> _Exercise description_
Write out the stretch of the family deaths post from "There was a" through "makes me think.", word for word.

> _Exercise passage_
########
Tuesday 13 January 2015

Family Deaths

Death. Did you feel that shiver down your spine?  It's something I dealt with frequently during my time at Medical School.  First the cadavers in the Dissection Lab, then in real life.

There was a death in the family about a month ago.  It wasn't someone I saw regularly, but enough to make me take time to cogitate about it.  January is a time of several anniversaries of death, so there's plenty of it around at the moment and it makes me think.


Regardless of age, health, gender, fitness, looks, we all die. Some day.

I noticed massive difference in how I deal with professional deaths and personal deaths.  Death changed me professionally.  After several you must try to preserve your sanity.

In a professional capacity death was something to 'deal' with and, if you were me, nip to the staff loo for a cry and big hug from a Nurse.  But even after that, it follows you.  It creeps up at inopportune moments such as the big MCQ exams at the end of each semester - the "Progress Test" as it is called; or a flashback whilst being examined on clinical skills, but you only have that one shot to get it right - there's no time to process the memory at that time.  


Source: http://www.generalcomics.com/funny-directory/15/1505/12.php 

The first person I saw die as a Medical Student was a lovely old lady who I was happily sat listening to whilst holding her hand.  Then, without any drama, her eyes closed mid-word and she was perfectly still.  I know I'm boring but to actually bore someone to death... Then it dawned on me, that was a real life dead body.  It looked no different to a sleeping person.  Then she was taken away and I had the rest of the day to get on with as though nothing had happened.

A personal death does all those things, but more consistently and to some extent, the fact there was probably nothing you could do about it makes it more difficult to shake off. 

Source: http://www.aperfectworld.org/metaphors.htm

It is driven home every time you go to the cinema; talk to your grandparents; watch the news; read books; listen to music; read poetry.  The fact that death ends lives.  Time is finite.  But we ignore it and carry on because we are sure it won't happen until we are ready.  It might be today or tomorrow.

Ask yourself - If the last person I spoke to were to die at midnight, would I have helped make their death a happy one? 

Not for one moment am I being preachy and vouching for an enduring 'do unto others' - living by that all the time is impossible.  You cannot live as if there is no tomorrow because ironically there just isn't time! 

I was lucky enough to see my relative shortly before their death, because I took a chance to grab an opportunity, and inconvenienced myself to visit.  It meant a lot to them, and now to me.

Maybe we should all start being nicer to each other, or at least one of our two faces should, because death is there with all of us all the time.
########
> _Raw data_
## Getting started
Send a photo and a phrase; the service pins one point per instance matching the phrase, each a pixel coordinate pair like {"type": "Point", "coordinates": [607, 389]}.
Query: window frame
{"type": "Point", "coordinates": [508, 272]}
########
> _Solution to this task_
There was a death in the family about a month ago.  It wasn't someone I saw regularly, but enough to make me take time to cogitate about it.  January is a time of several anniversaries of death, so there's plenty of it around at the moment and it makes me think.